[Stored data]
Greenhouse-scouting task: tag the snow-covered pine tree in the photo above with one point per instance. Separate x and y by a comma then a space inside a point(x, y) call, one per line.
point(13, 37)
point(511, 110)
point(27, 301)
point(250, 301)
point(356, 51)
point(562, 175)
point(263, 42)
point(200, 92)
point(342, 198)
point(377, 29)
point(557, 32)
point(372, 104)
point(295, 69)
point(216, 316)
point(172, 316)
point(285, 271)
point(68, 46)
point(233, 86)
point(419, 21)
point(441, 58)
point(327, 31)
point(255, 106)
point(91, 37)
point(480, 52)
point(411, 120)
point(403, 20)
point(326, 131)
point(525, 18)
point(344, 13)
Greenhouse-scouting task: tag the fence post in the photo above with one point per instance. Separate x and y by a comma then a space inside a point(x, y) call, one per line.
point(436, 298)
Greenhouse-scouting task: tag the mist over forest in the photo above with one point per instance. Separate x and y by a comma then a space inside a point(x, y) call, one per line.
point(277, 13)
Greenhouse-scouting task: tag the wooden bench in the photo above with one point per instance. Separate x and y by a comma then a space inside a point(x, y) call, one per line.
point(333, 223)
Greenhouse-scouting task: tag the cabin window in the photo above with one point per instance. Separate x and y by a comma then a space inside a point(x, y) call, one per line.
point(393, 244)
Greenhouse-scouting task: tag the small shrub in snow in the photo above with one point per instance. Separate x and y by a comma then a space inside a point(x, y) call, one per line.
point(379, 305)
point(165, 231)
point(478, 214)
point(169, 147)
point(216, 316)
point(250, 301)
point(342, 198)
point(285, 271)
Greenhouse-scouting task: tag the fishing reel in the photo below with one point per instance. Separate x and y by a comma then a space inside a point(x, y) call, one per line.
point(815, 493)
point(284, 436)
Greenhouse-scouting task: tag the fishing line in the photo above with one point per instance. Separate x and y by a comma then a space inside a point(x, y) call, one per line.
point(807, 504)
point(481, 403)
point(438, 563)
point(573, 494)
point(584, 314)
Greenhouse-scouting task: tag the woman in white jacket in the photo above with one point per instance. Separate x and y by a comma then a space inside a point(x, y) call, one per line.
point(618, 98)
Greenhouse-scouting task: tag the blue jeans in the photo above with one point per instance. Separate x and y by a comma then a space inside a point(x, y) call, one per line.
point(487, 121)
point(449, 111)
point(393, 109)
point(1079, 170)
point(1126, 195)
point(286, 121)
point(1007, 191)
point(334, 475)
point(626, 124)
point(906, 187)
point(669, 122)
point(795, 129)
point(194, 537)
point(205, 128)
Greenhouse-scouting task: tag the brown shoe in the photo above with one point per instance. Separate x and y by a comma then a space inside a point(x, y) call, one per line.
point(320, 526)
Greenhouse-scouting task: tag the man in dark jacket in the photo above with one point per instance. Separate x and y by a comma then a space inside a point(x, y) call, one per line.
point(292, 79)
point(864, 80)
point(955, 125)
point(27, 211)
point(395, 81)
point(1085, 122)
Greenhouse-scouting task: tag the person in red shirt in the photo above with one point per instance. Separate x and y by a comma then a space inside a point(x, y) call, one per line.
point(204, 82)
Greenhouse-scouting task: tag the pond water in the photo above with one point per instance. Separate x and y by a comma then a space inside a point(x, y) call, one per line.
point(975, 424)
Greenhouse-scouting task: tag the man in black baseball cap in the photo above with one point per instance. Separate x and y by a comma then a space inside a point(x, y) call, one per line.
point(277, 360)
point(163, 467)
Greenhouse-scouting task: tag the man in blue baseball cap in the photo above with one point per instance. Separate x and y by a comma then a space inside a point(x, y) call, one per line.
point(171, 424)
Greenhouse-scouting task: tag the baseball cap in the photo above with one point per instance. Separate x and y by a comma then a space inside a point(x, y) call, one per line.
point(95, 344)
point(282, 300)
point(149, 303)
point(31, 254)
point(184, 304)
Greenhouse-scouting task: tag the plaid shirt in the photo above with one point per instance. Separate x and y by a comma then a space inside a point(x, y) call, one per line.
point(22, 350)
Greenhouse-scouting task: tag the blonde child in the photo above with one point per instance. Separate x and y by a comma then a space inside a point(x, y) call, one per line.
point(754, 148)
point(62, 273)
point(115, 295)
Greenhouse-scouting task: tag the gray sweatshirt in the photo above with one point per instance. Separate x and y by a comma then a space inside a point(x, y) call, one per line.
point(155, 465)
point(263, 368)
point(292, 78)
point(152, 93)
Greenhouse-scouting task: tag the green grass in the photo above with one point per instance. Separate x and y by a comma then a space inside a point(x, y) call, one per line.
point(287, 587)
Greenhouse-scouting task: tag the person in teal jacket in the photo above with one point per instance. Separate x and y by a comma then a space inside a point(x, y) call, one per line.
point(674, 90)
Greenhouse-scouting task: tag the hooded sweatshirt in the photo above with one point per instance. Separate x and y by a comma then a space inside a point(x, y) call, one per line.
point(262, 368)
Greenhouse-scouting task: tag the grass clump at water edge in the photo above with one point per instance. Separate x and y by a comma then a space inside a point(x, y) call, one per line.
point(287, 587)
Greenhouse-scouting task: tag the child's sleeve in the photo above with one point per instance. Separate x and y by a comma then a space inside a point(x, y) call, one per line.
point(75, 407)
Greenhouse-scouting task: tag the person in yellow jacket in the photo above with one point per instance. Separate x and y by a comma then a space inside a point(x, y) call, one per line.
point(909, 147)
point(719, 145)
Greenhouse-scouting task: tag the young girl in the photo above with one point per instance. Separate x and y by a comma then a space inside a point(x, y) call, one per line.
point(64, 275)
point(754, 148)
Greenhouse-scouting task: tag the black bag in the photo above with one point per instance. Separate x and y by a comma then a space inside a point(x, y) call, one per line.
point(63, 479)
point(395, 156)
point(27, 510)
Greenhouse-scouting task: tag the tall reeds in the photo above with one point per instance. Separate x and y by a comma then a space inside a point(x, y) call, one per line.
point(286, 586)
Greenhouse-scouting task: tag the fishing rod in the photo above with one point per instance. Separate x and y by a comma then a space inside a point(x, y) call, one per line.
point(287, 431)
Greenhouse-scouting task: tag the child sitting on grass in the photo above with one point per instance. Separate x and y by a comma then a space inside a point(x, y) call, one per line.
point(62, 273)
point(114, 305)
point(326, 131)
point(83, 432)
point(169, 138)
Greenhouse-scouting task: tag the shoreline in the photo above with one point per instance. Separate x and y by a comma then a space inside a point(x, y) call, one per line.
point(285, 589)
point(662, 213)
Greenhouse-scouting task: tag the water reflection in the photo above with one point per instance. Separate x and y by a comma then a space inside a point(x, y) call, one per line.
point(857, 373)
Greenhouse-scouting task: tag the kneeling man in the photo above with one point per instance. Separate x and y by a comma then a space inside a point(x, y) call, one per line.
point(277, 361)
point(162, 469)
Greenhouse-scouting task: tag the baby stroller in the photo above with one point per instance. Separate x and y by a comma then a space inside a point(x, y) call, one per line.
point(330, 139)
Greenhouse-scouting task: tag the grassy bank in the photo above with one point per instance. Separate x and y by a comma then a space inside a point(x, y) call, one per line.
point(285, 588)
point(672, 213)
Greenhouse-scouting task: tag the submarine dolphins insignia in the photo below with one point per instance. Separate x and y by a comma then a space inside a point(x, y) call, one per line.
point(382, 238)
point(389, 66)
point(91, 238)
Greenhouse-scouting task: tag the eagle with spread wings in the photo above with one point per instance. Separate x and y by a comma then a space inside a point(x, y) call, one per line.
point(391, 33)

▶ **Problem statement**
Each record shown above must be printed once more, exactly.

▶ **Result for this exercise**
Greenhouse-scouting task: tag the snow-covered pine tree in the photo above with one point per instance. Separate x and y by a comma then a space inside a point(x, y) call, one per line.
point(13, 37)
point(511, 110)
point(27, 301)
point(250, 301)
point(356, 51)
point(562, 175)
point(263, 42)
point(200, 92)
point(342, 198)
point(377, 29)
point(557, 32)
point(372, 104)
point(295, 69)
point(216, 316)
point(172, 316)
point(285, 271)
point(68, 46)
point(233, 86)
point(419, 21)
point(441, 58)
point(327, 31)
point(255, 106)
point(91, 37)
point(480, 52)
point(411, 120)
point(403, 20)
point(326, 131)
point(525, 18)
point(344, 13)
Greenhouse-scouting task: tag the fence post in the photo above with one point per instance. Separate x and y by a comma then a space inside a point(x, y) call, one per line.
point(436, 298)
Greenhouse-scouting task: tag the mist over forest in the photo above with one point per instance. Separate x and y by a comma then a space inside a point(x, y) call, one per line.
point(277, 13)
Greenhouse-scouting task: tag the wooden bench in the photo above with one point per instance. Separate x and y by a comma then a space inside a point(x, y) call, one per line.
point(333, 223)
Greenhouse-scouting task: tag the cabin window in the photo above with one point per instance. Separate x and y by a comma then a space inside a point(x, y) call, one per line.
point(393, 244)
Greenhouse-scouting task: tag the small shrub in snow in the photo above with one point per instance. Separate x and y by a comma then a space inside a point(x, y) call, one per line.
point(379, 305)
point(165, 231)
point(478, 214)
point(169, 147)
point(216, 316)
point(250, 301)
point(342, 198)
point(285, 271)
Greenhouse-scouting task: tag the fishing reel in the photo below with one point per instance. Separate x and y by a comma then a space inside a point(x, y) call, one per line.
point(815, 493)
point(284, 436)
Greenhouse-scouting task: tag the fishing line in the photo above with one point per instance. Separate x and y by a comma then a space inside a point(x, y) call, one per line.
point(807, 504)
point(481, 403)
point(438, 563)
point(573, 494)
point(584, 314)
Greenhouse-scouting task: tag the woman in white jacket in the photo above with one point per instance. Separate x and y by a comma then a space inside a point(x, y) call, one per line.
point(618, 98)
Greenhouse-scouting task: tag the blue jeans in the photo above with one point per instance. Separate x and y by a comma then a space inside a point(x, y) call, one per line.
point(487, 121)
point(449, 111)
point(393, 109)
point(1079, 170)
point(1126, 195)
point(286, 121)
point(1007, 191)
point(334, 475)
point(626, 124)
point(906, 187)
point(669, 122)
point(795, 129)
point(194, 537)
point(205, 128)
Greenhouse-scouting task: tag the brown shoe in the photo above with one point per instance. Separate x and y by a comma then a space inside a point(x, y) call, one per line.
point(320, 526)
Greenhouse-scouting task: tag the man in dark jacket in the photo above with one point per instance. Separate x and y by a comma then a space inside a point(x, y) call, one per line.
point(292, 79)
point(864, 80)
point(955, 125)
point(27, 211)
point(395, 81)
point(1085, 122)
Greenhouse-scouting task: tag the person in red shirt in the photo above with one point per instance. Separate x and y by a comma then a space inside a point(x, y) call, one per line.
point(204, 82)
Greenhouse-scouting task: tag the pond water in the photo above with one point per instance. Separate x and y by a comma then a space inside a point(x, y) call, one per line.
point(975, 424)
Greenhouse-scouting task: tag the man in black baseball cap in the photo above with one point per instance. Separate x and y by a comma then a space inside a point(x, y) call, one per line.
point(277, 360)
point(163, 467)
Greenhouse-scouting task: tag the man in blue baseball cap in the photo above with one point per instance. Separate x and y by a comma then a space inside a point(x, y) call, one per line.
point(171, 424)
Greenhouse-scouting task: tag the baseball cap in the photo above with one point per instance. Separate x and y by a comma then a space inside a point(x, y) call, one per line.
point(95, 344)
point(282, 300)
point(149, 303)
point(31, 254)
point(184, 304)
Greenhouse-scouting task: tag the plaid shirt in the photo above with one point per instance. Separate x and y by a comma then a space inside a point(x, y) call, one per line.
point(22, 350)
Greenhouse-scouting task: tag the blonde child in the photo above with one point per instance. Separate x and y by a comma then a space inside a point(x, y) call, one per line.
point(754, 148)
point(62, 273)
point(115, 295)
Greenhouse-scouting task: tag the gray sweatshirt in the photo above with one point per instance. Separate x and y by a comma then a space inside a point(x, y) call, one per line.
point(155, 465)
point(263, 368)
point(292, 78)
point(152, 93)
Greenhouse-scouting task: tag the green grass in the photo above with one point per instance. Separate x and y by a comma then a space inside a point(x, y) call, one per line.
point(287, 587)
Greenhouse-scouting task: tag the person in teal jacket in the photo above with one point per instance. Separate x and y by a comma then a space inside a point(x, y) call, one per line.
point(674, 90)
Greenhouse-scouting task: tag the hooded sweatshirt in the photo above with one point per instance. Separate x and y by a comma then a space inside a point(x, y) call, one per line.
point(262, 368)
Greenhouse-scouting task: tag the grass clump at water edge in the photo above with one point per instance. Separate x and y by a comma then a space inside a point(x, y) call, one per line.
point(287, 587)
Greenhouse-scouting task: tag the child's sleeve in the photo above with one point per instance. Separate x and y by a comma then a space inside a point(x, y) call, one per line.
point(75, 407)
Greenhouse-scouting task: tag the person in yellow jacket in the photo above with one point per instance. Separate x and y by a comma then a space inside a point(x, y) call, one per line.
point(909, 147)
point(719, 145)
Greenhouse-scouting task: tag the young girl in the photo above with one point per instance. Separate x and y by a comma then a space inside a point(x, y) call, one per line.
point(64, 275)
point(754, 148)
Greenhouse-scouting task: tag the black bag in the photo above with one point per instance. Separate x and y by a comma then a space inside a point(x, y) call, one per line.
point(63, 479)
point(395, 156)
point(27, 510)
Greenhouse-scouting task: tag the tall reeds in the photo above with one point per instance. Separate x and y by a comma then a space inside a point(x, y) call, one per line.
point(286, 586)
Greenhouse-scouting task: tag the fishing rod in the photo above with one point per instance. Separate x and y by a comma then a space inside a point(x, y) call, one per line.
point(287, 431)
Greenhouse-scouting task: tag the child sitting on grass in the photo above with one point per instance. Separate x and y by a comma then a space inside a point(x, y) call, one per line.
point(62, 273)
point(114, 305)
point(326, 131)
point(83, 432)
point(169, 138)
Greenhouse-scouting task: tag the shoreline in the photo above with one point per instance. Separate x and y by a comma then a space inside a point(x, y) call, one per line.
point(285, 589)
point(662, 213)
Greenhouse-scouting task: tag the water reflection in the photo above with one point per instance. Separate x and y by a comma then a space inside a point(x, y) call, one per line.
point(857, 373)
Greenhouse-scouting task: tag the kneeling man in the photo above with one point per instance. Separate x and y by a comma then a space inside a point(x, y) call, one per line.
point(277, 361)
point(162, 469)
Greenhouse-scouting task: tag the baby stroller in the photo above with one point per instance. Separate x and y by a comma then a space inside a point(x, y) call, one per line.
point(330, 139)
Greenhouse-scouting task: tag the grassy bank in the photo above with one point per instance. Separate x and y by a comma then a space inside a point(x, y) call, one per line.
point(285, 588)
point(672, 213)
Greenhouse-scouting task: tag the submarine dolphins insignia in the photo below with one point per instance. Separate x and y by a comma then a space inside a point(x, y) call, one per line.
point(382, 238)
point(389, 66)
point(91, 238)
Greenhouse-scouting task: tag the eagle with spread wings in the photo above with one point per instance. Separate x and y by a comma then a space inside a point(x, y) call, one per line.
point(391, 33)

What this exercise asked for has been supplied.